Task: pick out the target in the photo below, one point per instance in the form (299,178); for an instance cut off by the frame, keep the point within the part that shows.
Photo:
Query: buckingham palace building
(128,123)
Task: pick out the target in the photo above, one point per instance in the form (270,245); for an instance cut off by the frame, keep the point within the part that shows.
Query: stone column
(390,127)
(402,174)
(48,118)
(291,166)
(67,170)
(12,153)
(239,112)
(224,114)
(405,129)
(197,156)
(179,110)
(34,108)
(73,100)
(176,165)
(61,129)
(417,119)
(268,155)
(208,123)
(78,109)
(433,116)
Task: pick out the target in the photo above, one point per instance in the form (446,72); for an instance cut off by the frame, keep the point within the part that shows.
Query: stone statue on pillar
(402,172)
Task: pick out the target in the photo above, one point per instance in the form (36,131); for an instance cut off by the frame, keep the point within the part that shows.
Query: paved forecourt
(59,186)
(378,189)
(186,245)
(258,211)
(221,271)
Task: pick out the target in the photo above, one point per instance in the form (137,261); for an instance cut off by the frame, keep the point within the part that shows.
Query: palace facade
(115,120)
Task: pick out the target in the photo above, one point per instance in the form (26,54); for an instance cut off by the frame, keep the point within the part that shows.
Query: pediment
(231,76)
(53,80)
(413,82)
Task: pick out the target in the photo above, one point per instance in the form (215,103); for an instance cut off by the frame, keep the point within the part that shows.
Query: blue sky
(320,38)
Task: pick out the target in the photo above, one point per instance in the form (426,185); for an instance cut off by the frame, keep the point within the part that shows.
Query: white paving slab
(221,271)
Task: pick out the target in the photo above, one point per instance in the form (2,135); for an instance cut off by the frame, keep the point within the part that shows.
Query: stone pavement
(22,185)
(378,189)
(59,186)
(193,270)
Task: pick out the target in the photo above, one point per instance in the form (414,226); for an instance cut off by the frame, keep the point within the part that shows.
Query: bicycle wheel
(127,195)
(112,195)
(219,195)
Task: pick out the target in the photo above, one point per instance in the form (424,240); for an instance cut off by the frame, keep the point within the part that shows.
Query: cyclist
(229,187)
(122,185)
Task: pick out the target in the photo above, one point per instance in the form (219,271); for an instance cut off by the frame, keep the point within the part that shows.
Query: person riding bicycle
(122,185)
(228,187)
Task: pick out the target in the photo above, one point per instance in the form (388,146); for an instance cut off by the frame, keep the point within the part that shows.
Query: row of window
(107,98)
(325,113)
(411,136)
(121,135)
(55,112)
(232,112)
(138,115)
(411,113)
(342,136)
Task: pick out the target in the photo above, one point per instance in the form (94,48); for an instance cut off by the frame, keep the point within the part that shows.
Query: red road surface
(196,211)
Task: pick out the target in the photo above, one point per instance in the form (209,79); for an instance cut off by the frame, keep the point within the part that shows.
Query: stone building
================
- **Given exercise**:
Copy the material word for word, from the line that contains "the form (219,271);" through the last line.

- **Result of this exercise**:
Task: pick out the target in the photo above, one point per instance in the form (219,271); for an instance cut off by the frame, keep the point within the part that shows.
Query: person riding bicycle
(122,185)
(228,187)
Task: pick out the target in the photo above, one point per instance in the form (388,146); for an instance cut off by the frame, keep the point within the part that shows.
Query: row of window
(107,98)
(325,113)
(411,136)
(121,135)
(55,112)
(232,112)
(138,115)
(411,113)
(342,136)
Task: pick out the target in the photo above, one point per instance in the form (94,48); for an instance cut off by the frame, keep the point within the part that shows.
Query: red road surface
(196,211)
Task: pick out the target in the photo above, one point per instance in the form (209,79); for an instance cut off by the frame, keep the point within the part that shows.
Query: stone building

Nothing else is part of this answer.